WRITTEN TASK:
Retype every one of the rows below word for word, keeping each line unchanged.

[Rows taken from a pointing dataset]
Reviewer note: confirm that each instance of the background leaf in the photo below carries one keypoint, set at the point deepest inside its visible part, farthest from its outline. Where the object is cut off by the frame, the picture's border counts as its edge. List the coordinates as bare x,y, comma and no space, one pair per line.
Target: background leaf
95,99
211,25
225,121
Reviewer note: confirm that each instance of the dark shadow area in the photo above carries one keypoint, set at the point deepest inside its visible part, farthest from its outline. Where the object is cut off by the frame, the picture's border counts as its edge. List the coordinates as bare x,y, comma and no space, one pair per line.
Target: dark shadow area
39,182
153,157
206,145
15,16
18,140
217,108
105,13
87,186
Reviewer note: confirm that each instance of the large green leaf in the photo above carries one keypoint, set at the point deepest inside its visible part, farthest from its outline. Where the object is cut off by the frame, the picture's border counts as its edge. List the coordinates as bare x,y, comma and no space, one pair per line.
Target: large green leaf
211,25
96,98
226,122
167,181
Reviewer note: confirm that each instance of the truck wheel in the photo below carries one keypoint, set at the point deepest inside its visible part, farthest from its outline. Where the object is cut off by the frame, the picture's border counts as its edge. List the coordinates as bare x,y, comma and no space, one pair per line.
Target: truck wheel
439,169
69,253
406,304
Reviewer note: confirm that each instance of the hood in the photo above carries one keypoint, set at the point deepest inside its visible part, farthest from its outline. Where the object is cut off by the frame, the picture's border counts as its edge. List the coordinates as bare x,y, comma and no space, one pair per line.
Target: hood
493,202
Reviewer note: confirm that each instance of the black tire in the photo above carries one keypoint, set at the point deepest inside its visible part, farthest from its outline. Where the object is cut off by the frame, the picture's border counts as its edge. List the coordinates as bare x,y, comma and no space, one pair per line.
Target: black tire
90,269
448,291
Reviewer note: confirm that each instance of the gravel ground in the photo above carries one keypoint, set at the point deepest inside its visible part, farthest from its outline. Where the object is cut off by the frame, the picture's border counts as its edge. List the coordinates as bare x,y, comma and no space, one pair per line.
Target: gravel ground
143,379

THE REPLY:
Reviewer note: confirm that each instance of the background leaf in the photo below carries one keypoint, set at the point deepest inside its visible part, farthest from its outline. Where the object is cut off by the frame, the picture's border counts as its edge. List the coordinates as bare x,y, comma and no space, one pair per line.
Target: background leaf
95,99
211,25
225,121
Reviewer note: confirm that each instance of the dark shadow area in the photo above carries one keypoint, set at the point deepest inside its visible part, farthest from its outline. Where the object is cut off by the frame, the picture's border counts as its edge. List the coordinates as bare x,y, comma and no space, one pair per line.
Target: dark shadow area
39,182
153,157
206,145
15,16
18,140
217,108
105,13
87,186
Reviewer note: confirm that each instance of the large green leaf in the photo above carries one keypoint, set at the point deepest inside its visible part, farthest from its outline. Where the object is cut off by the frame, the picture's border counts as its edge. List the coordinates as bare x,y, comma and no space, one pair per line.
Target: large green leaf
211,25
96,98
226,122
167,181
Reviewer note: confirm that each instance of the truck wheel in the photo below carries one keypoint, set at the point deepest inside its visible part, farthest from its outline. Where the object is cut off by the frame, the picture's border counts as its edge. List the coordinates as bare x,y, comma and no space, one pair per line.
Target: truck wheel
439,169
69,253
406,304
Reviewer note: confirm that each instance of the hood in the photo above carries one keypoint, set at the point deepest inside its visible part, farthest from its outline. Where the object is cut off by the frame, the picture's border counts as its edge. List the coordinates as bare x,y, comma and no space, one pair per line.
Target: hood
493,202
Reviewer note: confirm that each instance of the black tire in the photo above carries one keypoint, set at the point deepest inside its visible part, farthest from its outline. Where the object is cut off by the frame, the picture's border counts as its edge. List the coordinates as bare x,y, comma and no space, one pair per line.
Target: black tire
90,269
448,291
Reviewer note: confirm that each instance of the gravel ground in the photo above carries one keypoint, set at the point deepest inside its visible part, farthest from its outline. Where the object is cut off by the frame, the picture's border counts as its edge. List the coordinates as bare x,y, comma and no space, one pair per line.
Target: gravel ground
143,379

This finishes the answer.